(READING PASSAGE begins)
2017 has started well for us – after a truly magical Christmas of returning offspring and their loved ones. Simple and delicious: we ate and drank and talked and laughed and really appreciated each other’s company – bliss!

Beth and I recorded a little song, which was a great honour for me – her biggest fan! (although I was a bit croaky after the cold that seemed to catch everyone we know wherever they were in the world! ) –

Arty edited our annual Christmas video – taking the mantle from Beth now that she’s away studying…

And on Boxing Day, we went over to the farm and cracked open a  bottle of champagne while we were all together (before Harry and Armel returned to Paris and Beth flew back to England), even though we were still a whisker away from completing. We drank champagne and all played a magnificent and rather bizarre game of hide and seek!

Off to the Notaire’s…

So having finally received our mortgage offer just before Christmas…waited the obligatory 11 days taking us to just after Christmas (29th December) – we signed and initialed a mountain of mortgage papers at the bank.  We drove over to Tence on Wednesday 11th Jan 2017 to the Notaire’s.  The weather was beautiful – clear blue skies and perfect snow to left and right (but none on the road to hinder us).

All went smoothly – our charming, witty and meticulous Notaire went through our 57 page (I’m not kidding!) act of purchase, which we all duly initialed and signed… and the deed was done! … and the deeds were ours!
(READING PASSAGE ends)
(DATA PROVIDED begins)
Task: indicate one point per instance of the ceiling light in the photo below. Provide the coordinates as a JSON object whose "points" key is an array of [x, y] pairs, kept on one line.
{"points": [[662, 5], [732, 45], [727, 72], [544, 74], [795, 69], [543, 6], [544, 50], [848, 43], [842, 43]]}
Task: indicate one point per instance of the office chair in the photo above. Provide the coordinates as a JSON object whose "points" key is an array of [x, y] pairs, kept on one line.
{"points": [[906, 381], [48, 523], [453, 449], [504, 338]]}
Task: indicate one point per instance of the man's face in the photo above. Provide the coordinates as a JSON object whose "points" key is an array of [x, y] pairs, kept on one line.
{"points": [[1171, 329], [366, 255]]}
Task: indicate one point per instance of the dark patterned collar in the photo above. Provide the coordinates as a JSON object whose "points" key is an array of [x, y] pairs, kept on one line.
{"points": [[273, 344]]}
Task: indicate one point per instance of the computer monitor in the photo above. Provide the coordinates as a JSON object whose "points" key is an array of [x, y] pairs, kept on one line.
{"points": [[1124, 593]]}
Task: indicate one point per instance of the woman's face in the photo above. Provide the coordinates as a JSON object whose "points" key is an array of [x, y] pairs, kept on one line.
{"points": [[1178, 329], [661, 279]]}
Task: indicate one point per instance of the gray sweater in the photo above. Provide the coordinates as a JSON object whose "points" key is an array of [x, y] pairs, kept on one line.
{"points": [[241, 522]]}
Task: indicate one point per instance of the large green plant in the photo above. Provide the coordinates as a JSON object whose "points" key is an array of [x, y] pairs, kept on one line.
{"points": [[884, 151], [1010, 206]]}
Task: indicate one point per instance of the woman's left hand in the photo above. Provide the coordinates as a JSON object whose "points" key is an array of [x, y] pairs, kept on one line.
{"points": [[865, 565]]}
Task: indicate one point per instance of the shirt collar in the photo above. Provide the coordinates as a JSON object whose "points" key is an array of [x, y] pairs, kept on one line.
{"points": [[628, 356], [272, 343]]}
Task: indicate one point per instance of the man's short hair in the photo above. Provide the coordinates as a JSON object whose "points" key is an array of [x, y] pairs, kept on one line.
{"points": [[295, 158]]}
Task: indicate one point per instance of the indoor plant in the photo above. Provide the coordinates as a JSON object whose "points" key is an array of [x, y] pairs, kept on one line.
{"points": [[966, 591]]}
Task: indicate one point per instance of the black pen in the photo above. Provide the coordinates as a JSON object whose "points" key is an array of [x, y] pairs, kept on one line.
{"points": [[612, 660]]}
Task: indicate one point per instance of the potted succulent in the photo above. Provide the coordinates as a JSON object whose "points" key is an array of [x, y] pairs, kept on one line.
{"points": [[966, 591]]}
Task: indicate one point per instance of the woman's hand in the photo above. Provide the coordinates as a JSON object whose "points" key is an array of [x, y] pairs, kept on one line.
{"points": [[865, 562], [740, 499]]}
(DATA PROVIDED ends)
- INSTRUCTIONS -
(1) How many pages long was the act of purchase in the farm-purchase account?
(2) Resume the farm-purchase account after its final sentence.

- ANSWERS BY ITEM -
(1) It was 57 pages long.

(2)
I was trembling with anticipation in the Notaire’s, adrenalin flowing…in fact we’ve been pretty fuelled on adrenalin ever since if I’m honest!

We went to see our great friends the Aicardis to share our news – and the four of us went over to the house, which was gloriously wearing it’s winter cloak – I was dying to see it in the snow… and it didn’t disappoint!



So now this thing we’re doing is really happening, and no longer a ‘fingers crossed’, ‘if all goes well’ affair…

To do list…

It’s time to reconnect the electricity… (after 10 years), and turn the water back on. Then we need to set up a temporary on-site office… probably in here –img_1735 if we can get that little wood burner going!

There’s a few concrete floors to dig out; the floorboards of the grange (the barn) to take up; pretty well all the windows to replace; the fosse septique (septic tank) to put in; and a whole lot of fun to have!!

Watch this space! And thanks for reading!


The latest big adventure – buying in France for the first time…

A bit of background

It all began earlier this year (2016) when Joe spotted a farmhouse for sale in our beloved Tence – the small town in the Haute Loire where we spent our first four years in France.

Over our 8 years here, we’ve looked at the odd property here and there, but never found anything that has given us the gut-feeling that we should go further than a single visit… This place, however, set our hearts alight the moment we saw it!

Four and a half kilometres out of Tence, in Solignac, a little hamlet of six or seven houses, down a small lane, lies our new adventure, nestled in the heart of the countryside, over-looking the most beautiful field, surrounded by woods… the field is ours too.


Across our field to our future home (fingers crossed!)

We knew as we walked away from the house that we were going to finally plunge in to the French property game, after 8 years of renting… Would we get a mortgage?  We honestly had no idea!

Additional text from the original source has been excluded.